GOALS:
A - What share of the American population lived in urban areas according to the 2010 U.S. Census cited in the article on cities evolving beyond the car?
B - Print the part of the article on cities evolving beyond the car between "Well, for one, American" and "every 10 people.", inclusive.

SUPPLIED TEXT:

- - - -

These 5 U.S. Metropolises Are Evolving Beyond the Car
If you grew up in a big city like New York, it’s possible, and perhaps even likely, that you learned how to navigate the city via mass transit before you ever sat behind the wheel of a car. Cities, by their very nature, are often easily walkable; the average resident might walk to their local grocery store, to the movies, to the museum, you name it. In New York, it’s pretty likely that you can get there from here without ever setting foot inside a car.
But historically, anyway, American cities have lagged behind their European cousins when it comes to walkability. Indeed, only the densest of American metropolitan areas have a reputation for comprehensive mass transit systems and ease of walkability. It won’t surprise many to hear that New York, or Chicago are great cities for going car-less; but what about the rest of America’s metropolises? Further, why should we care how “walkable” our cities are?
Well, for one, American cities are growing, and rapidly, which means that even sprawling metropolises like Los Angeles or Las Vegas will need to re-think the way they approach their growth. According to a 2010 U.S. Census, 80.7% of the American population lives in urban areas, and that number is expected to continue to rise in the next few decades, with experts at the World Health Organization predicting that by 2030 6 out of every 10 people will be living in cities. By 2050, that number is expected to climb even higher, up to 7 out of every 10 people.

- - - -

DATA SHOWN:
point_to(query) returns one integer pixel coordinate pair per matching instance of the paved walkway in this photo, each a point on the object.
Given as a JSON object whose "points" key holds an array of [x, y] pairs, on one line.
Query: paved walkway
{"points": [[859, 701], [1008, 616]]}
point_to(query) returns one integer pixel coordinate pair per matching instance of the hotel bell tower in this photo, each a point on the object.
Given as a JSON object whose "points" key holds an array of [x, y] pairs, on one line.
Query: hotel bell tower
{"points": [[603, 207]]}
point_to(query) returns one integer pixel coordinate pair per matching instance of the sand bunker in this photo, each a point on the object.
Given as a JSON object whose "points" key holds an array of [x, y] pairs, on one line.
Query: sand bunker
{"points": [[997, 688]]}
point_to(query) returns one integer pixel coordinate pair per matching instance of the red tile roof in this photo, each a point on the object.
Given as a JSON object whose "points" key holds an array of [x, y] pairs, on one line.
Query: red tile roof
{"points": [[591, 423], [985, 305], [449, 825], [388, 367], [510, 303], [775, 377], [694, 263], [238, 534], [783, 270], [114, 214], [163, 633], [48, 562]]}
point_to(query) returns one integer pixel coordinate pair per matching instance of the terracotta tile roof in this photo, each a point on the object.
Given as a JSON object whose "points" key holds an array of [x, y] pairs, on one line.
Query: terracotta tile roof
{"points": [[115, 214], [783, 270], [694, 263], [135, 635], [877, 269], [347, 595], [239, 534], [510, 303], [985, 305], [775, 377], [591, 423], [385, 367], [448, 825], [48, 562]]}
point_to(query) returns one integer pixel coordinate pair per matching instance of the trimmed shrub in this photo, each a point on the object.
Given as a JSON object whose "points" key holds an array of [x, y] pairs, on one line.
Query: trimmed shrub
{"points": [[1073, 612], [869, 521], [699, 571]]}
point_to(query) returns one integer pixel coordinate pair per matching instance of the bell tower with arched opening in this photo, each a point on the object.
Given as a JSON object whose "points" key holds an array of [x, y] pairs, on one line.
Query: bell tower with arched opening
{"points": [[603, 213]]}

- - - -

WRITTEN RESPONSES:
A - 80.7%

B -
Well, for one, American cities are growing, and rapidly, which means that even sprawling metropolises like Los Angeles or Las Vegas will need to re-think the way they approach their growth. According to a 2010 U.S. Census, 80.7% of the American population lives in urban areas, and that number is expected to continue to rise in the next few decades, with experts at the World Health Organization predicting that by 2030 6 out of every 10 people will be living in cities. By 2050, that number is expected to climb even higher, up to 7 out of every 10 people.